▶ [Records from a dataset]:
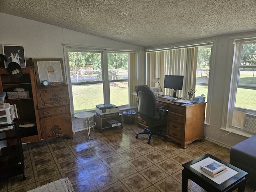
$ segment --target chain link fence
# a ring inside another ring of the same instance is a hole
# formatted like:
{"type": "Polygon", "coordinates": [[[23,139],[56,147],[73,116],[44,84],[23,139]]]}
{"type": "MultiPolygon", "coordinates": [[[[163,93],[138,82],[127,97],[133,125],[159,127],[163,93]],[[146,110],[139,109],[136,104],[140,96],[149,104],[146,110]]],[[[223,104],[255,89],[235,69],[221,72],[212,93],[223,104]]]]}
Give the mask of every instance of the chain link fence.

---

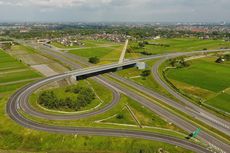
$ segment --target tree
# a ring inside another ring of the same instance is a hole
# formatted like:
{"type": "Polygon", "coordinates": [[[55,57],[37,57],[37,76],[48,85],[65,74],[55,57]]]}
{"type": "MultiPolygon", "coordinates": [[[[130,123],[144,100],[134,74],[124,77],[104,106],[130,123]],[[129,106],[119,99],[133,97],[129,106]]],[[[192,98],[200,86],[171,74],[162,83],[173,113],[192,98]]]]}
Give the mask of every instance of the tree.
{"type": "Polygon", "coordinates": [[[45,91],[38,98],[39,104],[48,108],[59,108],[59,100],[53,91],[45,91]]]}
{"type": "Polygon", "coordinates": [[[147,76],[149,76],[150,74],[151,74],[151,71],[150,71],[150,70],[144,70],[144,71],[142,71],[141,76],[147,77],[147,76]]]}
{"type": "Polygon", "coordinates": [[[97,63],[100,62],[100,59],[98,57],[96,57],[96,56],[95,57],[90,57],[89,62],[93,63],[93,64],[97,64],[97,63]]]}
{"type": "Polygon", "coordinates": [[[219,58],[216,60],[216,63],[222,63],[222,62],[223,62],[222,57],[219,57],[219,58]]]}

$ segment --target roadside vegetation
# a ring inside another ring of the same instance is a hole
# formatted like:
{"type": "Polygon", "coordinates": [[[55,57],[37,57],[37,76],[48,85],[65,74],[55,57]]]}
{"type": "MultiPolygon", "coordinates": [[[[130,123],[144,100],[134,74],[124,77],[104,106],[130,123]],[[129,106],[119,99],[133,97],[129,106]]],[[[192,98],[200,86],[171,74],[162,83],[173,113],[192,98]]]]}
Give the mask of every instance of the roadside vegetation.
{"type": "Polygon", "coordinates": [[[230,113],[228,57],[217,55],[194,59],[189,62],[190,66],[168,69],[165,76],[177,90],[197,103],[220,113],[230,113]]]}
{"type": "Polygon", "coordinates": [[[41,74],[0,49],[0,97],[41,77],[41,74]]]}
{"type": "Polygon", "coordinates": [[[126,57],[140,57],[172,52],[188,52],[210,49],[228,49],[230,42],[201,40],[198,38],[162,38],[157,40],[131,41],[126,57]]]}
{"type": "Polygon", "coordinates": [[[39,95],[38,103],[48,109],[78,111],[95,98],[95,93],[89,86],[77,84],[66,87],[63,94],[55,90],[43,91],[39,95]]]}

==

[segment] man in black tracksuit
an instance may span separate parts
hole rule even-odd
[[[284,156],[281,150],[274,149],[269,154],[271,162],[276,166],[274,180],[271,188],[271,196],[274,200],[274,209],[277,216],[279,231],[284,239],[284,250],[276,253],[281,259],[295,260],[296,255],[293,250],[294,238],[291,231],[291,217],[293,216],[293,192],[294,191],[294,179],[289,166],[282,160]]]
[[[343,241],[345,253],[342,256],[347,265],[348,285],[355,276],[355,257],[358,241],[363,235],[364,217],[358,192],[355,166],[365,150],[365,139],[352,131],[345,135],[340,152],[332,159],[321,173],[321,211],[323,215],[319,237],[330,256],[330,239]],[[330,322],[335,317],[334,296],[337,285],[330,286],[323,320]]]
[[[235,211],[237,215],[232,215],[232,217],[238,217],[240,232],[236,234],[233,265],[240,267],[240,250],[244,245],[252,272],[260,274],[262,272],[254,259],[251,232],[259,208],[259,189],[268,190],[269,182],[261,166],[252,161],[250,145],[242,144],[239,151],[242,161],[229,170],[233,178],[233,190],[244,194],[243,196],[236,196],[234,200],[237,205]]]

▶ [Task]: Tally the lines of the data above that contain the string "roadside" and give only that number.

▶ [Response to this task]: 2